Data in this exercise >>
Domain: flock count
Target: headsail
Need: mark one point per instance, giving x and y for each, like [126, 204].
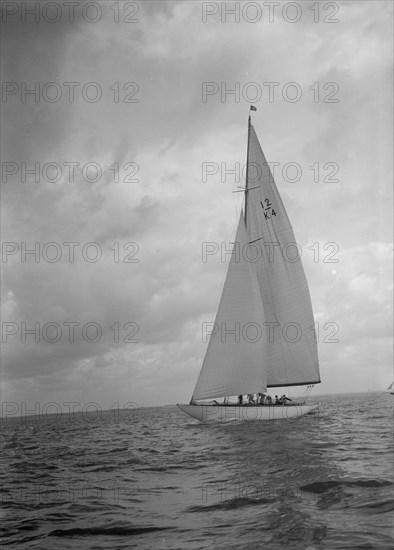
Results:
[291, 356]
[234, 360]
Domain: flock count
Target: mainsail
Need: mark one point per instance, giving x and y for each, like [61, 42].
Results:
[265, 288]
[233, 362]
[291, 357]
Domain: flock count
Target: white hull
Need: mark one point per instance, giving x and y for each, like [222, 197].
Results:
[227, 413]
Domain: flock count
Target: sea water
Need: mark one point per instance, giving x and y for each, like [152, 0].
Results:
[154, 478]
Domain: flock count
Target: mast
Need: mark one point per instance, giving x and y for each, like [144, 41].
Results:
[247, 163]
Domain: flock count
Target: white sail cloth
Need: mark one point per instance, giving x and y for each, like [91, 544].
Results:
[233, 361]
[266, 289]
[291, 350]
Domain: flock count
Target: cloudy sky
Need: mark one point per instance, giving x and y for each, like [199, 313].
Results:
[119, 132]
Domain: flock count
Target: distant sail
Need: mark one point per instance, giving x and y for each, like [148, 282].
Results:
[291, 358]
[233, 362]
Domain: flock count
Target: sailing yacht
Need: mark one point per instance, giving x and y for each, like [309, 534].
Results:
[263, 335]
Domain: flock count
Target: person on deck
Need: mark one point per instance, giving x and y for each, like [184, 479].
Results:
[284, 399]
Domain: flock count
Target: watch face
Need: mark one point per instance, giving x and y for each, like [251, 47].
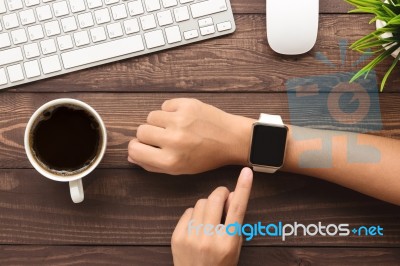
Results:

What the task requires >> Your answer should be only the number of lines in the records that hold the word "Need".

Final answer >> 11